▶ _Directions_
(a) Translate this sentence from the passage on voter registration for people experiencing homelessness into Spanish: "Yet the question has nothing to do with felons."
(b) Revise the passage on voter registration for people experiencing homelessness by rewriting it from "Someone previously incarcerated" up to and including "determine their eligibility.", with "volunteers" replaced by "staff members".
(c) Pick up the passage on voter registration for people experiencing homelessness right after its final sentence and keep writing.

(Beginning of Passage for review)

But Section 7 of the National Voter Registration Act encourages nongovernmental entities to serve as voter registrations agencies, including homeless shelters and drop-in shelters like the D.C. Downtown Day Services Center. As such, people experiencing homelessness who wish to seek aid or already seek aid from the center can register to vote in D.C., and use the center address.
Someone previously incarcerated might misinterpretthe requirement, “I have not been found by a court to be legally incompetent to vote” as confirmation that they cannot vote.
Yet the question has nothing to do with felons. This is a controversial requirement where a court may deem a mentally disabled individual legally incompetent to vote. In some situations, a person experiencing homelessness who is also mentally disabled may not know if they are eligible. In this case, Pathways D.C. volunteers help determine their eligibility.

(End of Passage for review)
(Beginning of Dataset extract)

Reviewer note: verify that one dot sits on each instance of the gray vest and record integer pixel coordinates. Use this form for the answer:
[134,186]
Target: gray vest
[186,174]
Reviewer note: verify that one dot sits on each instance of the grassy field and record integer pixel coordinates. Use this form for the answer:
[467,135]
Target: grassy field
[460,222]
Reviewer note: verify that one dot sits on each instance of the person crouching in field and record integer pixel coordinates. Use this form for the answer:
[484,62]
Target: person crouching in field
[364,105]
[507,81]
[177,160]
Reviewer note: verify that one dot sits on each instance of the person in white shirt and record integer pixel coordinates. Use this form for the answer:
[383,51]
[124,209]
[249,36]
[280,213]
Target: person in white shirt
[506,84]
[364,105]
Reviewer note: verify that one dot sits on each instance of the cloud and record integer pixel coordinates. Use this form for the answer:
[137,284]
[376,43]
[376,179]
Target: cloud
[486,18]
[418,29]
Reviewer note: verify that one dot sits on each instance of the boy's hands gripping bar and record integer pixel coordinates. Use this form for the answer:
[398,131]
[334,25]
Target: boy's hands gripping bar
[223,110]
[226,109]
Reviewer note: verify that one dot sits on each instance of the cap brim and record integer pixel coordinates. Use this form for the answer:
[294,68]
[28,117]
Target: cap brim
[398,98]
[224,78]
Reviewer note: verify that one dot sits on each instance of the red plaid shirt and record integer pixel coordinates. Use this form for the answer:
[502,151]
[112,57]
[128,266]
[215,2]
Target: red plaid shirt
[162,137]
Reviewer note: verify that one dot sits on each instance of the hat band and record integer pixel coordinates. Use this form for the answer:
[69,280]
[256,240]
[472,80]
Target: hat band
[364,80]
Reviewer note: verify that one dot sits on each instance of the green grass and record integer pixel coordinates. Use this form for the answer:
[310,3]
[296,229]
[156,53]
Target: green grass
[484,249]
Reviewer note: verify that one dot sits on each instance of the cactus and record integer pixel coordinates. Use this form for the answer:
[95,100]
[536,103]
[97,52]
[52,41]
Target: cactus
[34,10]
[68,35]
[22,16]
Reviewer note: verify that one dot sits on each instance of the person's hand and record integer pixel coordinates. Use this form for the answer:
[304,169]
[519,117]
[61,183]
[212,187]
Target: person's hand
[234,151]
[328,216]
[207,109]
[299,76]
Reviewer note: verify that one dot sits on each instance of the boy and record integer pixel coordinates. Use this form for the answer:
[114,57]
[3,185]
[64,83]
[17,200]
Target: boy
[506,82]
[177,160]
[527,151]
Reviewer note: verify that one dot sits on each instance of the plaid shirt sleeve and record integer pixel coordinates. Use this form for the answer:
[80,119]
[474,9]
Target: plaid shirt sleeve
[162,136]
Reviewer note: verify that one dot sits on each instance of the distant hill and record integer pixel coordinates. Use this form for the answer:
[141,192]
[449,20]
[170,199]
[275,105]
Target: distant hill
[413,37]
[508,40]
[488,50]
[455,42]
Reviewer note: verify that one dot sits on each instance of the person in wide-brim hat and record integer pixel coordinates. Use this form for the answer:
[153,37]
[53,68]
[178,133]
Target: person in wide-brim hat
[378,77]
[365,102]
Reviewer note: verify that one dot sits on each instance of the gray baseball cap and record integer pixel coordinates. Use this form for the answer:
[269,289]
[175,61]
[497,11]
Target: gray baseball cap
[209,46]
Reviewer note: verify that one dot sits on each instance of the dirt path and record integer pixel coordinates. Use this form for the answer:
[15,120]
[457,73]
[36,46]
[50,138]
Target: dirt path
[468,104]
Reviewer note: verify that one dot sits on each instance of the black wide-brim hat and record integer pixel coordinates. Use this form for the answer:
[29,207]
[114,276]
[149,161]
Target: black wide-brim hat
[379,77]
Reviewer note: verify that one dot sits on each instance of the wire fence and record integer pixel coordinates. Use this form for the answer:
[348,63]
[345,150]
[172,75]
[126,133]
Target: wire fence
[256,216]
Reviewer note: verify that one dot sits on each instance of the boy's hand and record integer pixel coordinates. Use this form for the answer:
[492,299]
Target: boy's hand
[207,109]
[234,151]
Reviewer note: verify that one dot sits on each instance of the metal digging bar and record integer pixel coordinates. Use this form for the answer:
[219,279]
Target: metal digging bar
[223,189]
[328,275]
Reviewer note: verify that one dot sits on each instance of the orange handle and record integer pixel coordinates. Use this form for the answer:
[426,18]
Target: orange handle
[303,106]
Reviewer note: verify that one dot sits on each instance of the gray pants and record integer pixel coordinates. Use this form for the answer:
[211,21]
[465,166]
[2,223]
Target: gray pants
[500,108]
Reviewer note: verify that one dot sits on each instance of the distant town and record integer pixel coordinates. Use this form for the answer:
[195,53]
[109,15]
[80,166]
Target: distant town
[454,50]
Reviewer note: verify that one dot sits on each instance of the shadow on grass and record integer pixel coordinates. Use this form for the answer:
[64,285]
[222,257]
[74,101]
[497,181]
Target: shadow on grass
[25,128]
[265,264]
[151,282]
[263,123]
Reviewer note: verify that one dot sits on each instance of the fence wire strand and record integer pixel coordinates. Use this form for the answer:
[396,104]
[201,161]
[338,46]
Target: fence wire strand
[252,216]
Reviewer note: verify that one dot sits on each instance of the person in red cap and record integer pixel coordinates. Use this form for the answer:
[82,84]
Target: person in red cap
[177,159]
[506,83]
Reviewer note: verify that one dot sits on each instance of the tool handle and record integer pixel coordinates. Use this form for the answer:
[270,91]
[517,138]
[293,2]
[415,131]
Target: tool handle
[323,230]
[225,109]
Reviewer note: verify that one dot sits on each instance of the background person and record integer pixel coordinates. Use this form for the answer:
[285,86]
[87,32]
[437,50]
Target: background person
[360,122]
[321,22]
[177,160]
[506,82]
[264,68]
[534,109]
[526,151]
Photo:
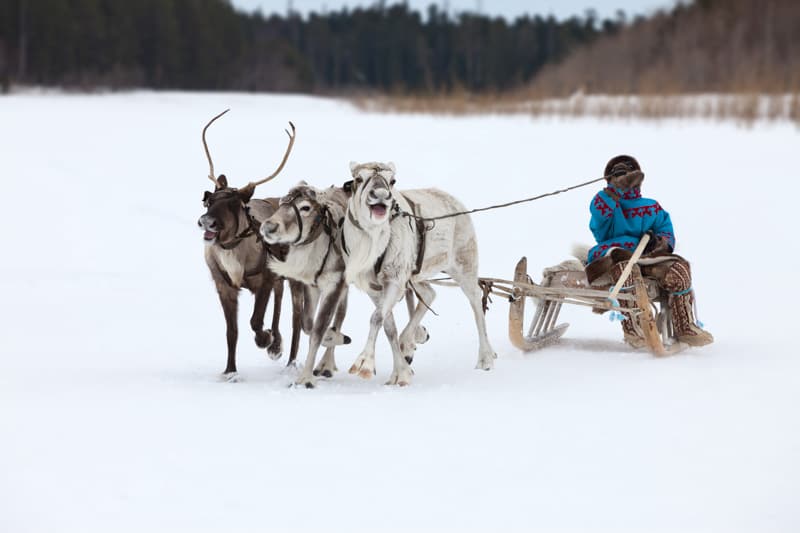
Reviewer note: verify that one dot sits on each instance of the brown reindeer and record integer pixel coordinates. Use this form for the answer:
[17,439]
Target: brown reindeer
[237,258]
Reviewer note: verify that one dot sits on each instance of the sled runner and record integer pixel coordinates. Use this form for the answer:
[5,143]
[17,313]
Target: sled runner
[567,284]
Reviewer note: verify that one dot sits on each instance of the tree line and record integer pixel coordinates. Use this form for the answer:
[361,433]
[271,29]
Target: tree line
[207,44]
[730,46]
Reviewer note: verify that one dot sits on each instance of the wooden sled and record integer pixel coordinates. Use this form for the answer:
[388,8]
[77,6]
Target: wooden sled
[567,284]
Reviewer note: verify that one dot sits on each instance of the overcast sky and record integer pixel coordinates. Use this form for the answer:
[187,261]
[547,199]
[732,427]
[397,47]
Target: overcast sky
[507,8]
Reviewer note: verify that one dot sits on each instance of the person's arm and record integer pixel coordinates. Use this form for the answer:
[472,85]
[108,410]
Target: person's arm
[607,219]
[663,232]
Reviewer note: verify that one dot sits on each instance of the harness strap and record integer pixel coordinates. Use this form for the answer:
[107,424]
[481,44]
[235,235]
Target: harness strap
[421,233]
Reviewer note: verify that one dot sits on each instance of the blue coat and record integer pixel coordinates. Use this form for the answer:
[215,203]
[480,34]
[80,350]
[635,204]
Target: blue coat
[621,224]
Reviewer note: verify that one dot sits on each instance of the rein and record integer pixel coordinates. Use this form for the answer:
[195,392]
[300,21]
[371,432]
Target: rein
[497,206]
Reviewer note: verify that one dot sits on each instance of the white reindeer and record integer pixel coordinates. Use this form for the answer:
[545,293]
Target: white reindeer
[383,256]
[306,221]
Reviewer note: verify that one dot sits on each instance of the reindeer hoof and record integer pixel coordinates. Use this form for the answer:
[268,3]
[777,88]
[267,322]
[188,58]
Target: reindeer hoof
[364,366]
[401,378]
[306,381]
[230,377]
[421,335]
[485,363]
[275,351]
[263,338]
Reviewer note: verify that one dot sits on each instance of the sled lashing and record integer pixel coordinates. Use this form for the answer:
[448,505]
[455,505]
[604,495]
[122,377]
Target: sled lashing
[647,305]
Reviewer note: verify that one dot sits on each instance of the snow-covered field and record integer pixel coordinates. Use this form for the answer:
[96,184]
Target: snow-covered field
[112,418]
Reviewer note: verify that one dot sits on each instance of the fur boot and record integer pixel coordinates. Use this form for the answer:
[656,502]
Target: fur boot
[632,337]
[678,281]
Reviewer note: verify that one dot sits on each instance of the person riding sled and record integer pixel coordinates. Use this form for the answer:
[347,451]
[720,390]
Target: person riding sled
[620,216]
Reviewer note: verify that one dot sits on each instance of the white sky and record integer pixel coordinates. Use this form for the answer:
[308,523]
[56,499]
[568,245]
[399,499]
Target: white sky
[507,8]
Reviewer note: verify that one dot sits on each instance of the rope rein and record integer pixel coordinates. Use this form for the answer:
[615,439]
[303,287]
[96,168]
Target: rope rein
[498,206]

(End of Dataset extract)

▶ _Answer list_
(a) Sin embargo, la pregunta no tiene nada que ver con las personas condenadas por delitos graves.

(b)
Someone previously incarcerated might misinterpretthe requirement, “I have not been found by a court to be legally incompetent to vote” as confirmation that they cannot vote.
Yet the question has nothing to do with felons. This is a controversial requirement where a court may deem a mentally disabled individual legally incompetent to vote. In some situations, a person experiencing homelessness who is also mentally disabled may not know if they are eligible. In this case, Pathways D.C. staff members help determine their eligibility.

(c)
“One of the hardest things I’ve seen is someone … who filled everything out, got to that part, and said, ‘Sorry, I can’t do it,’ and walked away,” said Gusman. “There is the chance that … we might have been able to confirm that he is eligible, but at the same time, there is a lot of stigma around the homeless that prevent people from being able to register. And they don’t necessarily want to talk about it.”
Despite the barriers in the way, Gusman and other Pathways D.C. volunteers hope that by doing in-person outreach like this and clarifying myths, they can empower people experiencing homelessness to exercise their right to vote.
“It’s about re-enfranchising voters,” Perez said, “and giving them the opportunity to participate in something that everyone has the right to participate in.”